What the exercise asks: Reproduce the records that begin at the line containing "The image above contains the stepped" and stop after the line containing "270,383 -> 283,402", swapping "tight" for "snug" and leaving everything else unchanged.
::::::::::
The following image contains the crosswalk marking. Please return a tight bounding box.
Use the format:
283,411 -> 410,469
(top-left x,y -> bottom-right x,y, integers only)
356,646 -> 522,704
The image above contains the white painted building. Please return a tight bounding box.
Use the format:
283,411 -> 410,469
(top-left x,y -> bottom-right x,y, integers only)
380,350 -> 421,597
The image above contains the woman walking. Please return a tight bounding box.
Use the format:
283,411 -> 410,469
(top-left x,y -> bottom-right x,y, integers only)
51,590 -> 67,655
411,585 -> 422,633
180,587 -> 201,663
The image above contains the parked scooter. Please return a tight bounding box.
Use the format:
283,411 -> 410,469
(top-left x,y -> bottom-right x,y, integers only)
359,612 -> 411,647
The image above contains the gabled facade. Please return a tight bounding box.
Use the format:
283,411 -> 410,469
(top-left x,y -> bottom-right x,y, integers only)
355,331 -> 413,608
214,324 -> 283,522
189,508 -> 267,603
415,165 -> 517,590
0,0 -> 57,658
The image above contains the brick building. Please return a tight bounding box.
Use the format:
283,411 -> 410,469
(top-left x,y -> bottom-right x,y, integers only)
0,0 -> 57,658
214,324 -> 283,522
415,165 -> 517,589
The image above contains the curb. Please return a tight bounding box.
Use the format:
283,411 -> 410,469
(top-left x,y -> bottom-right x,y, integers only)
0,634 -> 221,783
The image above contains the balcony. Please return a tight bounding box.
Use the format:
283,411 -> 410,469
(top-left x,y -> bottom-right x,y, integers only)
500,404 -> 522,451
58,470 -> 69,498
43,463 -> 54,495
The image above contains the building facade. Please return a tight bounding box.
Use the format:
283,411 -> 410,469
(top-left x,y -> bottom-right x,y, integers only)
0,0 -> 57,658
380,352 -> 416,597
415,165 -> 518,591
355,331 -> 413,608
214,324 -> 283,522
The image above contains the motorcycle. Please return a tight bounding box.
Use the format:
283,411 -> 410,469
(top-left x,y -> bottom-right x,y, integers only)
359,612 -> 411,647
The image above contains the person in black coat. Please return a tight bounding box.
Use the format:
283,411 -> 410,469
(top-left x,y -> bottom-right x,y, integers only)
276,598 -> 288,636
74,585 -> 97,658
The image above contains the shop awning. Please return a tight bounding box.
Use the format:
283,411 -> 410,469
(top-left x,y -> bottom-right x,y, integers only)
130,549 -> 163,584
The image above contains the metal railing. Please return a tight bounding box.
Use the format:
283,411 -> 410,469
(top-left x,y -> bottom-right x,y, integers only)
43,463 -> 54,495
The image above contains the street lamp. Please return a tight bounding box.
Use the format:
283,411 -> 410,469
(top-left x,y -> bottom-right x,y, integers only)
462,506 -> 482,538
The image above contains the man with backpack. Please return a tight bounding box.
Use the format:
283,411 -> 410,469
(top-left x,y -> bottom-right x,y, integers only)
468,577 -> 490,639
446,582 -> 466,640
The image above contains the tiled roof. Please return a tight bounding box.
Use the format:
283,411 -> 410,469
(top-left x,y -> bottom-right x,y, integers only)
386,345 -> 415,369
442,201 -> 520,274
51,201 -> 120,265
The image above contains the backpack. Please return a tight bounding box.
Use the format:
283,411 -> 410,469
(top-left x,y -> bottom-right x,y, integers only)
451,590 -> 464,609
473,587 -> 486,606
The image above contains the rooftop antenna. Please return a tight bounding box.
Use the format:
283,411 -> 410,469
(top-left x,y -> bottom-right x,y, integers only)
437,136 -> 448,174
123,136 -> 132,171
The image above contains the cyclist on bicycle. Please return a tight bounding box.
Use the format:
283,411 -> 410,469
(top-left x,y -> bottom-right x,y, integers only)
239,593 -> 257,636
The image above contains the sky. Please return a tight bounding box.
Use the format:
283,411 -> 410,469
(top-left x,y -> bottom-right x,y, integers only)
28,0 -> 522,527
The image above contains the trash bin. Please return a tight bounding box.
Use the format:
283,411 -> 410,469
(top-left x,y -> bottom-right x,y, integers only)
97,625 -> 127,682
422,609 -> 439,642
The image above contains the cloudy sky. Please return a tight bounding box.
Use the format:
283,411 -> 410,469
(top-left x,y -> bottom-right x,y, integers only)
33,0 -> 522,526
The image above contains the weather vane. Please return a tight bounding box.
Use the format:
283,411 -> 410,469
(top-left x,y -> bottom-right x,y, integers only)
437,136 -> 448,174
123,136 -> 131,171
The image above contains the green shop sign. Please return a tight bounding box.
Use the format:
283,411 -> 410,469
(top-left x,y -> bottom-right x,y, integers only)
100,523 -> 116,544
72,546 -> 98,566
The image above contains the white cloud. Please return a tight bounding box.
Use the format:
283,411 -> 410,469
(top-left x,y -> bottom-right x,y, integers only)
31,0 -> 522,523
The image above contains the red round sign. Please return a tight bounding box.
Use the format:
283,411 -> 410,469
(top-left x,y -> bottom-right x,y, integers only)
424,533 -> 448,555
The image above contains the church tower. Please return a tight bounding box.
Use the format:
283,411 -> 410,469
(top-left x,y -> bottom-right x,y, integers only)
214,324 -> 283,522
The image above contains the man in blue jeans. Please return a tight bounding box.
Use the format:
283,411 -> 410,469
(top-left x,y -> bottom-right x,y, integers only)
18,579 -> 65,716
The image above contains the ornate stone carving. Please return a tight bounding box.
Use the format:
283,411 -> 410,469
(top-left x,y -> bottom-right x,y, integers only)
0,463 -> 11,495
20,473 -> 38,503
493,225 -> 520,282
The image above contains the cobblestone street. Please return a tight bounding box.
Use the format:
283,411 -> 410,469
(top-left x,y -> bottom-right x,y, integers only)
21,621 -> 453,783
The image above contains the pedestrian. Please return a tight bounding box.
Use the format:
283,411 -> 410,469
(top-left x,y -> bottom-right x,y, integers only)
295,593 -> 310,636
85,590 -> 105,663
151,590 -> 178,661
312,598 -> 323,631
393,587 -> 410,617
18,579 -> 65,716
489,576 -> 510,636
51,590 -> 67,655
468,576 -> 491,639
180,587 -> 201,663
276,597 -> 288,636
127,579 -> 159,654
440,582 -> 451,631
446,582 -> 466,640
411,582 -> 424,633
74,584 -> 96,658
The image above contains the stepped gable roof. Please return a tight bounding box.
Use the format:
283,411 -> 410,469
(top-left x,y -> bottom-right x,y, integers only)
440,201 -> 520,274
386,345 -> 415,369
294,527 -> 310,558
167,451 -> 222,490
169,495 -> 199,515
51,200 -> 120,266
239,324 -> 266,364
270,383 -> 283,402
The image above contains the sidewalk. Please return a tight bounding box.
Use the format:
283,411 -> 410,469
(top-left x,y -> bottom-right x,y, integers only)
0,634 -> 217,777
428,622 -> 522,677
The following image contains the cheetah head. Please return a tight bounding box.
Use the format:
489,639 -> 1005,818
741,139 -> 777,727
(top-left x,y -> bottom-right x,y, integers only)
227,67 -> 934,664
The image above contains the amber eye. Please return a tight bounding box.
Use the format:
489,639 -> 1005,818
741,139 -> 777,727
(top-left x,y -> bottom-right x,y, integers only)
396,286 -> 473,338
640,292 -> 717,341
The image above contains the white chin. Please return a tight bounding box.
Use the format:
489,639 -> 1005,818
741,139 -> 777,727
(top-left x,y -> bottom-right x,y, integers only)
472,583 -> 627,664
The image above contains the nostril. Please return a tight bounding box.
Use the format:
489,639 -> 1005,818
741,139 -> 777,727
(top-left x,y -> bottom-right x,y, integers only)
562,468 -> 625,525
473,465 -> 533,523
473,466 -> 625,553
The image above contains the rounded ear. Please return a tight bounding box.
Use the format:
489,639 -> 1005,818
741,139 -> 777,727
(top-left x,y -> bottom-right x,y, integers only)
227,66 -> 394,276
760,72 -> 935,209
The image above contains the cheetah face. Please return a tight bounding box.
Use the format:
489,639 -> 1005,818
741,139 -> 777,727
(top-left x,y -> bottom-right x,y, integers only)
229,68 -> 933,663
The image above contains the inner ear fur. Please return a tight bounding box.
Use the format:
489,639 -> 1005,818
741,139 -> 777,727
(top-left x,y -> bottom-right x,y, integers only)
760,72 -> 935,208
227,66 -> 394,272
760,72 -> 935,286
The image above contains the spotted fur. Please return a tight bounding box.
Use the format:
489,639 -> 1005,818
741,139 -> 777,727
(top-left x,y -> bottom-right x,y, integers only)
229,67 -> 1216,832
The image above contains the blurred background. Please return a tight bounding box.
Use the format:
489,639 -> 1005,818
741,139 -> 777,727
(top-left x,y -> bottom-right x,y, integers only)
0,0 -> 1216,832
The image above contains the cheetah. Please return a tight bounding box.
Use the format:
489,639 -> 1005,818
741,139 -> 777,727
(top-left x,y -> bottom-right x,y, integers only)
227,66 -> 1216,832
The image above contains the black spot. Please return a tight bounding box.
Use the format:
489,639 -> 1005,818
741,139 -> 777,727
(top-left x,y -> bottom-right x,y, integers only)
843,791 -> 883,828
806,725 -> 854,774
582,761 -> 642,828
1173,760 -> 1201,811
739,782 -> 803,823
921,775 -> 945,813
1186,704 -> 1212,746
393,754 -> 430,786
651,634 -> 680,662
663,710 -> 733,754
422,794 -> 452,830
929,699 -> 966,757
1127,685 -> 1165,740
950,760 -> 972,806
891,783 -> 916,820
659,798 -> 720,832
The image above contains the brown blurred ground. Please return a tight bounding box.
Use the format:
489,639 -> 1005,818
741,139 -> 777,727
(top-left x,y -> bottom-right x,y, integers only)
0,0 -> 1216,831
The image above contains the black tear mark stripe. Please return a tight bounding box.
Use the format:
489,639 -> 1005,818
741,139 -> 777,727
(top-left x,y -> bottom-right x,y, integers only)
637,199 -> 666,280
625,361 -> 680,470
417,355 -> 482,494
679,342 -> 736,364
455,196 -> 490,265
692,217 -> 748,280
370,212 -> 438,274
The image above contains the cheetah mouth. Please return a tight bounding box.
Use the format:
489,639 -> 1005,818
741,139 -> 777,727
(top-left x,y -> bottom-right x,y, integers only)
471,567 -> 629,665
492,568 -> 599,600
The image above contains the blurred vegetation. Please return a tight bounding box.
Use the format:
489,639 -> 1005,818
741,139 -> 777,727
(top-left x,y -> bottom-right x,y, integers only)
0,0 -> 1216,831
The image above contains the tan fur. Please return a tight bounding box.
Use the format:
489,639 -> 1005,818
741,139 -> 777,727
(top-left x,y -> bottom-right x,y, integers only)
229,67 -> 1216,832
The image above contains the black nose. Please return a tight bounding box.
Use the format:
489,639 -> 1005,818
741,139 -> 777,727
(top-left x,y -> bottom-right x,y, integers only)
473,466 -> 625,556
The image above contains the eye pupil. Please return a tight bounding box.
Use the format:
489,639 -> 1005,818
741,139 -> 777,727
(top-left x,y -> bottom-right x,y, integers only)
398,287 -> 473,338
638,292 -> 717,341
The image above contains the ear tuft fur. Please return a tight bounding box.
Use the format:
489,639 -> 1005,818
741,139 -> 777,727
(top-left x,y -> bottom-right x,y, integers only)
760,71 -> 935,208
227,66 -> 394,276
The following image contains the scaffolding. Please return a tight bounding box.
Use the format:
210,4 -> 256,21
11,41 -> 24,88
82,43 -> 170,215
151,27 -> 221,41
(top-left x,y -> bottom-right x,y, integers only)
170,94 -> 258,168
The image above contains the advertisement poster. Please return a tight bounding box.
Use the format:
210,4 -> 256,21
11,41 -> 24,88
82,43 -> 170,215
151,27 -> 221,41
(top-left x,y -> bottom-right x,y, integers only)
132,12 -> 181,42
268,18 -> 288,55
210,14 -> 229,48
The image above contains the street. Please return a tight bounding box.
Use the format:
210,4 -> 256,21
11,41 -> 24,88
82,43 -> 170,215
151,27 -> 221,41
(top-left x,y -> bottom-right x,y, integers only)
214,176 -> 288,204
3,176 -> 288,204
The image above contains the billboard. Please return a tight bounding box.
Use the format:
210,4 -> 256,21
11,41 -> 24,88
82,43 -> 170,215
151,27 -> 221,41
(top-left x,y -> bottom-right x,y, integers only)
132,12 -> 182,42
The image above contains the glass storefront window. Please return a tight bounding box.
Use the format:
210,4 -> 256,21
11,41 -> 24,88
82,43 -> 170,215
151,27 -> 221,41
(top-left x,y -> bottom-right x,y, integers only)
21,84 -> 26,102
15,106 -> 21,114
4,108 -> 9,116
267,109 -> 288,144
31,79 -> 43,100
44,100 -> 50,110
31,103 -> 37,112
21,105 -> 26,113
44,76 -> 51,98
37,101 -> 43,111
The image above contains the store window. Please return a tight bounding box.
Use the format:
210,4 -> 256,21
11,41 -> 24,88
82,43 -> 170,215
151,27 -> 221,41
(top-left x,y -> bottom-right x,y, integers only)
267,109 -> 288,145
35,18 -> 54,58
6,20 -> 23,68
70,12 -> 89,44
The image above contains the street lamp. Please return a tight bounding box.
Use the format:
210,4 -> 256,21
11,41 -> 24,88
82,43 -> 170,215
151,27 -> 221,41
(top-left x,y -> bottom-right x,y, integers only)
::::::::::
Result:
The image above contains the stepped gable roof. Please return a snug bounding box.
Use the format:
283,411 -> 410,469
(top-left x,y -> bottom-right x,y, integers only)
440,201 -> 520,274
386,345 -> 415,369
294,527 -> 310,558
167,451 -> 222,490
169,495 -> 199,515
51,200 -> 120,266
239,324 -> 266,364
270,383 -> 283,402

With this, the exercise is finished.